Page:
Et la première personne qui revient met l’accent sur sa résolution et son engagement et met le lecteur face à ses propres responsabilités. C’est par la mise en dialogue des deux voyages distancés chronologiquement que l’œuvre La mer, le matin tente de sensibiliser le narrataire. Angelina raconte à son fils sa propre traversée, « comment on les avait chassés, le fusil sur les reins, en les poussant dans le dos. […] Nos maisons dans une valise. Sortir de sa coquille pour courir, fuir »31. En mettant en scène les réfugiés italiens, la narration montre « les destins croisés des deux pays »32, l’Italie et la Libye, et fait le lien avec les réfugiés d’aujourd’hui afin de faire prendre conscience de la douleur humaine et d’interpeller le lecteur italien. Le dhikri interroge également la conscience du narrataire. Le narrateur ressent le devoir et la responsabilité de témoigner pour son peuple et d’interpeller ses compatriotes ainsi que le reste du monde : « Nous sommes à terre Atteints par le remords de l’inaction […] Jusqu’à quand allons-nous regarder. Ceux qui s’enfoncent sous l’eau La rage entre les dents sans rien opposer à l’Impensable ». Il tente d’éveiller les consciences : « les hommes meurent mais les Consciences sont debout à l’entrée du cimetière »33. Cette tragédie n’est cependant pas médiatisée. Le drame du peuple comorien et des immigrés « clandestins » se déroule dans un silence assourdissant. Ce silence est représenté au niveau discursif par les blancs typographiques, les allusions, les demi-mots, les non-dits des phrases interrompues et laissées en suspens. Pascal Quignard considère que « [l]e blanc est assimilé le plus couramment à une sorte de silence par soi indéterminé et partant, capable de recevoir n’importe quelle détermination »34. Certes, le blanc typographique peut effectivement être l’objet de multiples interprétations abusives ; il tient toutefois une place essentielle dans l’écriture fragmentaire. Dans l’œuvre elbadawienne, les blancs typographiques représentent bel et bien le silence : un silence polysémique et pluriel. D’abord, le silence des autorités comoriennes et du peuple comorien lui-même face à ce drame, du « Monde des Taiseux » :
[ici] en cette terre des hommes meurent tués par la Puissance dévastatrice sans avoir eux-mêmes commis de crime Ils meurent en mer sous le regard bègue de leurs semblables et puis l’Oubli [blanc typographique sur le reste de la page]35.

Liste des données:
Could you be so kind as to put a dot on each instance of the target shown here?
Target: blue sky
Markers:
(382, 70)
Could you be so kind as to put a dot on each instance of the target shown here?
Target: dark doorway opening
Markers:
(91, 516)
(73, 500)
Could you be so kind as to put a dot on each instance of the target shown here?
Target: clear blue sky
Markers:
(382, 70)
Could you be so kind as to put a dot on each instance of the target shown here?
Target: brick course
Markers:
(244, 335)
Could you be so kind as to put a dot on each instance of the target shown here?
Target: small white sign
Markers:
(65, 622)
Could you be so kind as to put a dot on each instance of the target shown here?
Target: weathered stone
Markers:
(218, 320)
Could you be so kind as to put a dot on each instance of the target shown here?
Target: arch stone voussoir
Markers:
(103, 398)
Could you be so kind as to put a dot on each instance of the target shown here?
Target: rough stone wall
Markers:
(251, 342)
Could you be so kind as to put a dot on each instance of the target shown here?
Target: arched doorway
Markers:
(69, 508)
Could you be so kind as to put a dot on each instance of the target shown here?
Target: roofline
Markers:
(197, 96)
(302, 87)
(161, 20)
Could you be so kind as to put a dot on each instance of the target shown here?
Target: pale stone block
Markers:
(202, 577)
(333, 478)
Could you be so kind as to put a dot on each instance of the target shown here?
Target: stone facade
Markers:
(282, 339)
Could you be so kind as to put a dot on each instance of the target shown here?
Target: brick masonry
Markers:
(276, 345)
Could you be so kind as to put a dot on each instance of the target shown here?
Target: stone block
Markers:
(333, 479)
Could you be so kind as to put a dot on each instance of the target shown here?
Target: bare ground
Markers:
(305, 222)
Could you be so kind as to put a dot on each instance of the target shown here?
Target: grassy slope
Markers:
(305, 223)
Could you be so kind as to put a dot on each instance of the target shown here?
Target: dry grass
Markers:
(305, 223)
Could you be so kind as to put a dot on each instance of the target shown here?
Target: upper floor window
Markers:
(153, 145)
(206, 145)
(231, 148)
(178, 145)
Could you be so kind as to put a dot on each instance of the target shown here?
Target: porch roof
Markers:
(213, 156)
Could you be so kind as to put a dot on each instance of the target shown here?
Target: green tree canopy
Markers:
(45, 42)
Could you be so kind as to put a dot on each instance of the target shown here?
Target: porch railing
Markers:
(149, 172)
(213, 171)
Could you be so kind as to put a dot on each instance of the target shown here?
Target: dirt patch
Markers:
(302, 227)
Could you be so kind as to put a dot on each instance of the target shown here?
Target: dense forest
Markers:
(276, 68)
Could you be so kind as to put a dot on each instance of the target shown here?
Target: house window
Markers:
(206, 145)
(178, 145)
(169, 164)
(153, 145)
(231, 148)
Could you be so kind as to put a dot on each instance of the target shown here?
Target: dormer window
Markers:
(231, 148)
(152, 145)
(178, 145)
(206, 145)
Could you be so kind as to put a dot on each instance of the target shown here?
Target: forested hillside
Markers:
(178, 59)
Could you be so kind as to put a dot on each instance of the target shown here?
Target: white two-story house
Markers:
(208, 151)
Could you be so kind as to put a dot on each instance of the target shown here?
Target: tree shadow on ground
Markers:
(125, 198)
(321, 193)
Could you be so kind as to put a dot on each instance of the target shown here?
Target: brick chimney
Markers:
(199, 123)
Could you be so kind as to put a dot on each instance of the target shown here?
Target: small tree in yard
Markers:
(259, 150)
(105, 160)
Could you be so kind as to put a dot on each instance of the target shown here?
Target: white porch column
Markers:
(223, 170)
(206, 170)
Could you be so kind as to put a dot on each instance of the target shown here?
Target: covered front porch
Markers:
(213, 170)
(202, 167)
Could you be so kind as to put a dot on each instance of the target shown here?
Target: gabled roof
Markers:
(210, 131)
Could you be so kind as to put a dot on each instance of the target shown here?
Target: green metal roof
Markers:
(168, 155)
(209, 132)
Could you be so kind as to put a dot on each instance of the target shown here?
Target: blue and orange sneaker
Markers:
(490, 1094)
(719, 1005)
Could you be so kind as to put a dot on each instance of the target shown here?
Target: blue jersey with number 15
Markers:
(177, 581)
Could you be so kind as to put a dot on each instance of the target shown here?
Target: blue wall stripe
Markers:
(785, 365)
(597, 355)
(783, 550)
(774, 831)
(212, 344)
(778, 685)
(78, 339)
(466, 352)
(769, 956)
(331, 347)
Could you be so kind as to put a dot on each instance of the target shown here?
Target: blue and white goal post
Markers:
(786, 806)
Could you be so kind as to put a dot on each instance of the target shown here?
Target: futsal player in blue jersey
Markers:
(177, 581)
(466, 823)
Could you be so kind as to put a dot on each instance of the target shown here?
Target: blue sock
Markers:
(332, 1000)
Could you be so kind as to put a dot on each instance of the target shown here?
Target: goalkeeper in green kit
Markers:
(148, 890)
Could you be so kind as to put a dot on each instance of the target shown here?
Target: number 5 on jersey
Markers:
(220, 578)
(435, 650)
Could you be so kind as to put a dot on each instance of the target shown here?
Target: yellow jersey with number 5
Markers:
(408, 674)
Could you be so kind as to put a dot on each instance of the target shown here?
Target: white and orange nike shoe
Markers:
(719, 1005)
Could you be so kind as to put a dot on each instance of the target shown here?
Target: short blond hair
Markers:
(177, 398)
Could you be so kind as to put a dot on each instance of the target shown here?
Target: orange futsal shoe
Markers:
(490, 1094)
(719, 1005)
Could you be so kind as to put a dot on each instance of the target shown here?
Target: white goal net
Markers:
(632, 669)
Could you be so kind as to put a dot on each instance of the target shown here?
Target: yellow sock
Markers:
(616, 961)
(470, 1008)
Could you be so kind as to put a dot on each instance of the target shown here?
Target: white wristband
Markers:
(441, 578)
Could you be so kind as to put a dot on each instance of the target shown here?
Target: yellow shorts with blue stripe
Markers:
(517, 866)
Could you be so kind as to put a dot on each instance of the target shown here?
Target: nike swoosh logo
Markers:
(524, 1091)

Consigne: D'après la page, pourquoi la narration de La mer, le matin met-elle en scène les réfugiés italiens ? Répondez en une à trois phrases.

Réponse rédigée: En mettant en scène les réfugiés italiens, la narration montre les destins croisés de l'Italie et de la Libye et établit un lien avec les réfugiés d'aujourd'hui. Elle vise ainsi à faire prendre conscience de la douleur humaine et à interpeller le lecteur italien.